# What you need to do
Pull out every line below holding the word "dark".

# Given data
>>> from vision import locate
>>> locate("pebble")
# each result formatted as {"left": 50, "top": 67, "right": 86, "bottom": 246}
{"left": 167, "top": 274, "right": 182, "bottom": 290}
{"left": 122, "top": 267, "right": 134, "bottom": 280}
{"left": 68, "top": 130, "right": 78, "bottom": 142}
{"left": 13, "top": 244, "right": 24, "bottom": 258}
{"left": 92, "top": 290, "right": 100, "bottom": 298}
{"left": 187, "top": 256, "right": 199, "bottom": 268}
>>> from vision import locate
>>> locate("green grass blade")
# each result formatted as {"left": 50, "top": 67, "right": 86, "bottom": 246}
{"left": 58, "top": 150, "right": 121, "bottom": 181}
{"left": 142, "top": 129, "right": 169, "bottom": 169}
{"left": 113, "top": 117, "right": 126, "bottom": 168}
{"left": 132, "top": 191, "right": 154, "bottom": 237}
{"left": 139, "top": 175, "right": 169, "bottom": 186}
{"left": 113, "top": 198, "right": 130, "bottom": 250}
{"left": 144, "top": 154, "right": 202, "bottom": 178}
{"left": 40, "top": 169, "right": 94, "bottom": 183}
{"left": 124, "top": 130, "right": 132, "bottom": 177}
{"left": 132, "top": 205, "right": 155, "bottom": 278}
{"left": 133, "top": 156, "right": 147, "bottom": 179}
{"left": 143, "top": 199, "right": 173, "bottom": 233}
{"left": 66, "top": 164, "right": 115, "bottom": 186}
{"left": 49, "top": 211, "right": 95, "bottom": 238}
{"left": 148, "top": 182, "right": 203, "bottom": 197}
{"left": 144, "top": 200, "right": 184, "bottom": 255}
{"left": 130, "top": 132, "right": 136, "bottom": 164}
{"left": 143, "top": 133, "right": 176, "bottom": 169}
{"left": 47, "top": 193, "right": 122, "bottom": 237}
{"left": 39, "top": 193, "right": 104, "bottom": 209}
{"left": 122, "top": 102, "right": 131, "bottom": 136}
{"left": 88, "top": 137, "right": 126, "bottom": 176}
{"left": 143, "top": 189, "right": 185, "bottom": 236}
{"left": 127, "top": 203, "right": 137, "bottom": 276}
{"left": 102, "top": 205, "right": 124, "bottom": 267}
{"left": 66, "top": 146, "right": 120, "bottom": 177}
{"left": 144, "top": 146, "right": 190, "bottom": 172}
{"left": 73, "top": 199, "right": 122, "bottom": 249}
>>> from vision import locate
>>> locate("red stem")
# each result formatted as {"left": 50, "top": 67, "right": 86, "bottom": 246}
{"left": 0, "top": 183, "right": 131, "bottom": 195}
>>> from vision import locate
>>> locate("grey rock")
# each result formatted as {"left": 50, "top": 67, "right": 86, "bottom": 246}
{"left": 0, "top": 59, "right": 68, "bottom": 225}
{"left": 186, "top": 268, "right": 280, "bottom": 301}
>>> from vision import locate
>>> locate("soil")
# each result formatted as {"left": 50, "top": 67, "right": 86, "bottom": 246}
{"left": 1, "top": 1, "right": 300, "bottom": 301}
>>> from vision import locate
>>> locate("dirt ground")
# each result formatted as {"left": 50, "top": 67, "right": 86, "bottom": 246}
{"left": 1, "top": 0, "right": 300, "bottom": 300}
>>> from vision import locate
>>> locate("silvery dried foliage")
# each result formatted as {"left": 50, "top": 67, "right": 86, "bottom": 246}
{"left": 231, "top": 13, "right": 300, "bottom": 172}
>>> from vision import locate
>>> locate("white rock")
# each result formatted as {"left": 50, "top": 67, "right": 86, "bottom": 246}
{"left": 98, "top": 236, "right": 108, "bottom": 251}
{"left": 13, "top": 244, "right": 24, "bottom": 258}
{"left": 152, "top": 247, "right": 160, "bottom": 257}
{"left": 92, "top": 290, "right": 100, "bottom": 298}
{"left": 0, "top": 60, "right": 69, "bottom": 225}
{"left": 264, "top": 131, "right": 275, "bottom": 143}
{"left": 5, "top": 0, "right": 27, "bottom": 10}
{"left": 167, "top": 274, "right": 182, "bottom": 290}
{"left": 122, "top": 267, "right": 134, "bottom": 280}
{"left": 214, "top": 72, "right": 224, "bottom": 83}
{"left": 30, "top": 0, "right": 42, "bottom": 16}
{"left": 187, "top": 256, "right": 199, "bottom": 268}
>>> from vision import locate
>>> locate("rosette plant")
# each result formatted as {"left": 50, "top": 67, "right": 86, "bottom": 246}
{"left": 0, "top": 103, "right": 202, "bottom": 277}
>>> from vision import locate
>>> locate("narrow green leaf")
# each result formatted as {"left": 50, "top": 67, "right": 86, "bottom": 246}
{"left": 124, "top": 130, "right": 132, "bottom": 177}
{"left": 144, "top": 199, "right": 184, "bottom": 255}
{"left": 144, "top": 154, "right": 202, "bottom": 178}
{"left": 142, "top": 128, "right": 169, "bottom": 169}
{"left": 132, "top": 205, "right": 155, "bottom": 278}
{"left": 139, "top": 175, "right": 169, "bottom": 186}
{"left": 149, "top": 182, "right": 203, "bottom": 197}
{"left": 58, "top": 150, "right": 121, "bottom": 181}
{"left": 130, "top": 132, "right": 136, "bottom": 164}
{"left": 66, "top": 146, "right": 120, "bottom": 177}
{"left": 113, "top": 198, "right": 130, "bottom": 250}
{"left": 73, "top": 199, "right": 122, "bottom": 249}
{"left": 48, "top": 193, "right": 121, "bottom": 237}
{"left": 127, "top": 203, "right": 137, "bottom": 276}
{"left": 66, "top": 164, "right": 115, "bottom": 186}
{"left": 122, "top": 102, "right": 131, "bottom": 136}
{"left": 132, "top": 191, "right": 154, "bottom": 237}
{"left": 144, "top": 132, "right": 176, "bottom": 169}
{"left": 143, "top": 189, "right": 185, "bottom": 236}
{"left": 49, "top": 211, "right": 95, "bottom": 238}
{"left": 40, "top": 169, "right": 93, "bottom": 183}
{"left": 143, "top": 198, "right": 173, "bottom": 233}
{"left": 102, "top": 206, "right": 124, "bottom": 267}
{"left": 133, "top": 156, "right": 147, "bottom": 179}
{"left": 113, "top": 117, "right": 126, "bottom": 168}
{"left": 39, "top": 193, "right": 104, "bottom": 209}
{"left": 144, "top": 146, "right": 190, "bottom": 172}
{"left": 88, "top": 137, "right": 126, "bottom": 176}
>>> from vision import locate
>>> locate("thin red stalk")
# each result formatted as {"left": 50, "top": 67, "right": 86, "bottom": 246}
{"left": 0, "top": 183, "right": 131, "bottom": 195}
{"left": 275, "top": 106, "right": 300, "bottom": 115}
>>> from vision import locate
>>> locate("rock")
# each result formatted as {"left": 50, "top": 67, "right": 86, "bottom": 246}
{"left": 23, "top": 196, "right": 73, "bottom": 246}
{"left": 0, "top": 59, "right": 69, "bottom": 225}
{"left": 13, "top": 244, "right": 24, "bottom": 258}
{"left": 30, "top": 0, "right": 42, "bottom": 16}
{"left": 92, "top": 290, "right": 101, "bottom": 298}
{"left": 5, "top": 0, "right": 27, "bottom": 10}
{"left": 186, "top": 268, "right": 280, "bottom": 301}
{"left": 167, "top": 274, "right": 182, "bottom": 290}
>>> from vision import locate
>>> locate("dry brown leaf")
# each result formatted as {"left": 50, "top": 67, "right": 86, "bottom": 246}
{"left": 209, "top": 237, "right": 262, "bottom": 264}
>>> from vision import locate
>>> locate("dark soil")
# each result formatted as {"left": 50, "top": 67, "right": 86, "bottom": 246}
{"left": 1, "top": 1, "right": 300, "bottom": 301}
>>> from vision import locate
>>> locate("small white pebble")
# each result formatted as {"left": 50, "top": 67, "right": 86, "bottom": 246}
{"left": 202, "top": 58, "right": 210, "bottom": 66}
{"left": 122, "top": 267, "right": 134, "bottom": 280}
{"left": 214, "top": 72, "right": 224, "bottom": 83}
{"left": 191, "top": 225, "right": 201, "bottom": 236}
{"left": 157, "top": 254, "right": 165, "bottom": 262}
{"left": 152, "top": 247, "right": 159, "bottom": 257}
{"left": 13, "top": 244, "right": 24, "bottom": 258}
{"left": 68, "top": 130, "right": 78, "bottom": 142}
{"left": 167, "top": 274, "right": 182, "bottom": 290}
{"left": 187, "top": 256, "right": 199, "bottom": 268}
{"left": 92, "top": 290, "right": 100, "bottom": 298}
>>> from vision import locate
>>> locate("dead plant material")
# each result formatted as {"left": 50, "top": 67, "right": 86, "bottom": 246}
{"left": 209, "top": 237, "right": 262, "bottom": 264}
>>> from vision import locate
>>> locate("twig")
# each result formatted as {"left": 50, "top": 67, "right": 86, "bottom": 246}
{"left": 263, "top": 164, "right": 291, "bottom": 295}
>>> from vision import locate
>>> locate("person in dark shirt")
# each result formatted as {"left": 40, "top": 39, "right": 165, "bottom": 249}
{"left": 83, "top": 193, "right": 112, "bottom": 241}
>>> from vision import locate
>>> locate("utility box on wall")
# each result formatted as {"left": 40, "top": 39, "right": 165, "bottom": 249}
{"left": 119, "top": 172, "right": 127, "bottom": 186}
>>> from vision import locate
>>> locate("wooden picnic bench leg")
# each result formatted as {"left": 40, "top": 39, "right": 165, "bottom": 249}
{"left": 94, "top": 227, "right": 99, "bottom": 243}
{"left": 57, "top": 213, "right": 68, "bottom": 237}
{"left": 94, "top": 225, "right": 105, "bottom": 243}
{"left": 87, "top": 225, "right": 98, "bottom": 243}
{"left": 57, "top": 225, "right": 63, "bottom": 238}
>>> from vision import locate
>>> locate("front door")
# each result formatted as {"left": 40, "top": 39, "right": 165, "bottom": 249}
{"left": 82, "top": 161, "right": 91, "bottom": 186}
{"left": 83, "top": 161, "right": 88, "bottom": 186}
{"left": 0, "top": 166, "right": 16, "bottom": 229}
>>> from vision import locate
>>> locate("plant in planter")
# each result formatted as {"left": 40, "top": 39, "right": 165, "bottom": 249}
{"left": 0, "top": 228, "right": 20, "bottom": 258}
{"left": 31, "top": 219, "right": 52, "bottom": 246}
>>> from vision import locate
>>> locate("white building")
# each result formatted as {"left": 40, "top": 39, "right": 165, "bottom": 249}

# Task output
>>> locate("dark soil")
>>> locate("person in dark shirt")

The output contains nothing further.